## Task description
Output every line of the listing below unchanged, from the first line to the last.

## Record excerpts
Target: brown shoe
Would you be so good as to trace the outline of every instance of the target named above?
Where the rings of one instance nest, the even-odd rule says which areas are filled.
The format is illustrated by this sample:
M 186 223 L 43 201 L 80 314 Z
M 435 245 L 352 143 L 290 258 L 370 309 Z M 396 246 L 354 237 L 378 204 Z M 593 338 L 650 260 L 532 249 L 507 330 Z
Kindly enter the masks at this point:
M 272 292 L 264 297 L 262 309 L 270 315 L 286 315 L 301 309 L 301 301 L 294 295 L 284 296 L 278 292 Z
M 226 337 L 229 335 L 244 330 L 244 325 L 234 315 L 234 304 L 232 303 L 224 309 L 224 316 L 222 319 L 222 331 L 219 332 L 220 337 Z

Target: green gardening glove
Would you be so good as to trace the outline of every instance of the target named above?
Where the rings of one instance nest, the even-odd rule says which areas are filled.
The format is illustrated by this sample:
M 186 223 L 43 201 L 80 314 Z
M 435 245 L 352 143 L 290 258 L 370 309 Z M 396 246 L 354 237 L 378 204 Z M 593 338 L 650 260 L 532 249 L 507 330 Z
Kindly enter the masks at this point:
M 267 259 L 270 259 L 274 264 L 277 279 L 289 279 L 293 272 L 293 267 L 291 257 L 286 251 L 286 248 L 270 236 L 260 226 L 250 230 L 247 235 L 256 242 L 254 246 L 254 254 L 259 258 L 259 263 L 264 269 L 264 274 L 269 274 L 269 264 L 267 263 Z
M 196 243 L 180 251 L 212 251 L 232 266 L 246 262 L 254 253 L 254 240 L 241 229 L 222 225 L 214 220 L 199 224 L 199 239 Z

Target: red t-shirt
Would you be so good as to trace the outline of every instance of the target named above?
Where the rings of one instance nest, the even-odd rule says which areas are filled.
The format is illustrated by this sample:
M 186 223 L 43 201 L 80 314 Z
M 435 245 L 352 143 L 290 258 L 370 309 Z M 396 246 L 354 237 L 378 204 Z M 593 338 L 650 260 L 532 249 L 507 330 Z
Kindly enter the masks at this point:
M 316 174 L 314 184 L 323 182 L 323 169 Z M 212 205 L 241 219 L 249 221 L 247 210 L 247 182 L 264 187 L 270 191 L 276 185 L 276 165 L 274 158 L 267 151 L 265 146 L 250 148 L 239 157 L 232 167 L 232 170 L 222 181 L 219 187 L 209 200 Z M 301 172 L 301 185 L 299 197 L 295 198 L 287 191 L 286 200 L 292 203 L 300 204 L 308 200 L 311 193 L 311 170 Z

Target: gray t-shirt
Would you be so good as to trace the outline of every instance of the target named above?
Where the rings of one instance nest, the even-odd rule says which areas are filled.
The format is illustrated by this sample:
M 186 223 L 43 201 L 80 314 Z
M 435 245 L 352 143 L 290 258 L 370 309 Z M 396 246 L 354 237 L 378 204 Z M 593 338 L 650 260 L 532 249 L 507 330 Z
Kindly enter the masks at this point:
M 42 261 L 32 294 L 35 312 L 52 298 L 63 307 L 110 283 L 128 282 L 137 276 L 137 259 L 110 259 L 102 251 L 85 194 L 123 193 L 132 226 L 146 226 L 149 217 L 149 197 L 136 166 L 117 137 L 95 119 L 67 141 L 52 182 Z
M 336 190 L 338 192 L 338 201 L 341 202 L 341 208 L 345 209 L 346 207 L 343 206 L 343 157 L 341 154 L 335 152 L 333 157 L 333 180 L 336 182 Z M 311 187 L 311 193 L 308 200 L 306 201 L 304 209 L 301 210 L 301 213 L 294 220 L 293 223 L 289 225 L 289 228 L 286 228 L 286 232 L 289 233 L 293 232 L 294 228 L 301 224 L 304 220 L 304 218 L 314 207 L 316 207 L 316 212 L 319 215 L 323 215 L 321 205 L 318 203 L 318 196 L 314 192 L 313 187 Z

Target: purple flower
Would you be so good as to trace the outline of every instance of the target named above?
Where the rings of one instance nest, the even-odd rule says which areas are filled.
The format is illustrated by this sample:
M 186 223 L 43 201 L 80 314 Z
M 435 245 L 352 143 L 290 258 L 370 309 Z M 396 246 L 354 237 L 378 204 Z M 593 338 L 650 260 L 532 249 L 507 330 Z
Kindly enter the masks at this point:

## Exercise output
Target: brown shoe
Would you be so good as to trace the outline of every instance of the target named above?
Where the rings of one instance nest, the even-odd rule says which areas are filled.
The format is illustrated by this sample:
M 186 223 L 43 201 L 80 314 Z
M 435 245 L 352 143 L 290 258 L 370 309 Z M 396 246 L 354 237 L 378 204 Z M 593 338 L 650 260 L 532 249 L 507 330 Z
Kindly enter the masks at this point:
M 272 292 L 264 297 L 262 309 L 270 315 L 286 315 L 301 309 L 301 301 L 294 295 L 284 296 L 278 292 Z
M 226 337 L 229 335 L 244 330 L 244 325 L 234 315 L 234 304 L 232 303 L 224 309 L 224 316 L 222 319 L 222 331 L 219 332 L 220 337 Z

Target: green gardening glove
Would you be so good as to trace the outline of every instance of the target named above?
Where the rings of one instance nest, the even-odd rule says which areas are filled.
The format is illustrated by this sample:
M 186 223 L 43 201 L 80 314 Z
M 435 245 L 352 143 L 290 258 L 370 309 Z M 396 246 L 354 237 L 378 204 Z M 593 338 L 650 260 L 532 249 L 507 330 Z
Kindly enter the masks at this point:
M 267 259 L 270 259 L 274 264 L 277 279 L 289 279 L 293 272 L 293 267 L 291 257 L 286 251 L 286 248 L 270 236 L 260 226 L 250 230 L 247 235 L 256 242 L 254 246 L 254 254 L 259 258 L 259 263 L 264 269 L 264 274 L 269 274 L 269 264 L 267 263 Z
M 196 243 L 180 251 L 212 251 L 232 266 L 246 262 L 254 253 L 254 240 L 241 229 L 222 225 L 214 220 L 199 224 L 199 239 Z

Target: red t-shirt
Would you be so good as to trace the outline of every instance of the target named above?
Where the rings of one instance nest, the even-odd rule says which areas are filled.
The format is illustrated by this sample:
M 186 223 L 43 201 L 80 314 Z
M 435 245 L 352 143 L 290 258 L 370 309 Z M 396 246 L 354 237 L 378 204 Z M 593 338 L 650 260 L 532 249 L 507 330 Z
Kindly enter the masks at this point:
M 316 174 L 314 184 L 323 182 L 323 169 Z M 212 205 L 241 219 L 249 221 L 247 210 L 247 182 L 264 187 L 270 191 L 276 185 L 276 165 L 274 158 L 267 151 L 265 146 L 250 148 L 239 157 L 232 167 L 232 170 L 222 181 L 219 187 L 209 200 Z M 301 172 L 301 185 L 299 197 L 295 198 L 287 191 L 286 200 L 292 203 L 300 204 L 308 200 L 311 193 L 311 170 Z

Target: gray t-shirt
Would you be so good as to trace the outline of every instance of the target named above?
Where the rings of one instance nest, the even-odd rule says which areas are filled.
The format is illustrated by this sample:
M 186 223 L 43 201 L 80 314 Z
M 435 245 L 352 143 L 290 258 L 370 309 Z M 396 246 L 354 237 L 378 204 Z M 593 338 L 650 260 L 532 249 L 507 330 Z
Kindly enter the masks at this point:
M 42 261 L 32 294 L 35 312 L 52 298 L 63 307 L 110 283 L 128 282 L 137 276 L 137 259 L 110 259 L 102 251 L 85 194 L 123 193 L 132 226 L 146 226 L 149 217 L 149 197 L 136 166 L 117 137 L 95 119 L 67 141 L 52 182 Z
M 336 190 L 338 192 L 338 201 L 341 202 L 341 208 L 345 209 L 346 207 L 343 206 L 343 157 L 341 154 L 335 152 L 333 157 L 333 180 L 336 182 Z M 311 187 L 311 193 L 308 200 L 306 201 L 304 209 L 301 210 L 301 213 L 294 220 L 293 223 L 289 225 L 289 228 L 286 228 L 286 232 L 289 233 L 293 232 L 294 228 L 301 224 L 304 220 L 304 218 L 314 207 L 316 207 L 316 212 L 319 215 L 323 215 L 321 205 L 318 203 L 318 196 L 314 192 L 313 187 Z

Target: purple flower
Would you be so good as to trace the outline of every instance of the target named above?
Where the rings of one instance nest, the even-odd rule says which areas are filled.
The format is illustrated by this sample:
M 186 223 L 43 201 L 80 314 Z
M 435 245 L 352 143 L 290 258 L 370 309 Z M 396 246 L 354 237 L 378 204 Z M 593 338 L 650 260 L 532 249 L 507 330 Z
Kindly enter the masks at this point:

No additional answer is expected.